Travail demandé:
Recopiez les lignes en commençant par celle qui contient "Put a dot on every instance of the beach" et en poursuivant jusqu'à celle qui contient "<point>404,146</point>", ces deux lignes comprises, consignes incluses. Ajoutez 62 à chaque coordonnée des points de réponse, sans modifier les coordonnées figurant dans les consignes ni dans les modèles de format.
===== Données de l'exercice =====
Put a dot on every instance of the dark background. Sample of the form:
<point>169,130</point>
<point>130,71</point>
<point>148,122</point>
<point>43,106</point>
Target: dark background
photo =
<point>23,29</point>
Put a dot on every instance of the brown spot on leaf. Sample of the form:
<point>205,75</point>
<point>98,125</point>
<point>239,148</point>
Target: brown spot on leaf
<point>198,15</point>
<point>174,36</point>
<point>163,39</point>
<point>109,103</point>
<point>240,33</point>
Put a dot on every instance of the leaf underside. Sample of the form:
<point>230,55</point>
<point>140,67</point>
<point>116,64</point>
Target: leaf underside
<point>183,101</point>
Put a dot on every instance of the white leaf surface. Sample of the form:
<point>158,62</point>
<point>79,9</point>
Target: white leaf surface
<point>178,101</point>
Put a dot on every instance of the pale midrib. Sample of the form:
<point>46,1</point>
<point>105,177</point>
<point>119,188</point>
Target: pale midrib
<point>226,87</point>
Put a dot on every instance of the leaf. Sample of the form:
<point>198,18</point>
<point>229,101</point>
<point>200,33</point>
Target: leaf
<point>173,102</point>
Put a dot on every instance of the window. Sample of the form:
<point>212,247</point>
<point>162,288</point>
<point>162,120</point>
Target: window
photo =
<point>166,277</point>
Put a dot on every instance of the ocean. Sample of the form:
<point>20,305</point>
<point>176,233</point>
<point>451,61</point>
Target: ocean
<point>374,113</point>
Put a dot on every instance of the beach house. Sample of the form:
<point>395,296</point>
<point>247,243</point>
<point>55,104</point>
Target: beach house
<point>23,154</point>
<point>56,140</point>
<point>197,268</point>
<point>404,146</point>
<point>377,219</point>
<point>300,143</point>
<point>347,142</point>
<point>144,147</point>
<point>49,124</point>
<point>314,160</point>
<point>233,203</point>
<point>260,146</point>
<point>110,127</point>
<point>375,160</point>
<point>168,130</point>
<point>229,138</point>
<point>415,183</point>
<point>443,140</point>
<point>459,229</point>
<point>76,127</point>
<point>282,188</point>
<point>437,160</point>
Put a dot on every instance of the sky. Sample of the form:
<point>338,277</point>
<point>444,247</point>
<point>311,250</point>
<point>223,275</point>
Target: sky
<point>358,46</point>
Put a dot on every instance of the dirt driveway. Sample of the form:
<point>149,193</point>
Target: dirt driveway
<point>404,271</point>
=====
Résultat obtenu:
Put a dot on every instance of the beach house. Sample of the form:
<point>395,296</point>
<point>247,243</point>
<point>55,104</point>
Target: beach house
<point>85,216</point>
<point>118,202</point>
<point>259,330</point>
<point>466,208</point>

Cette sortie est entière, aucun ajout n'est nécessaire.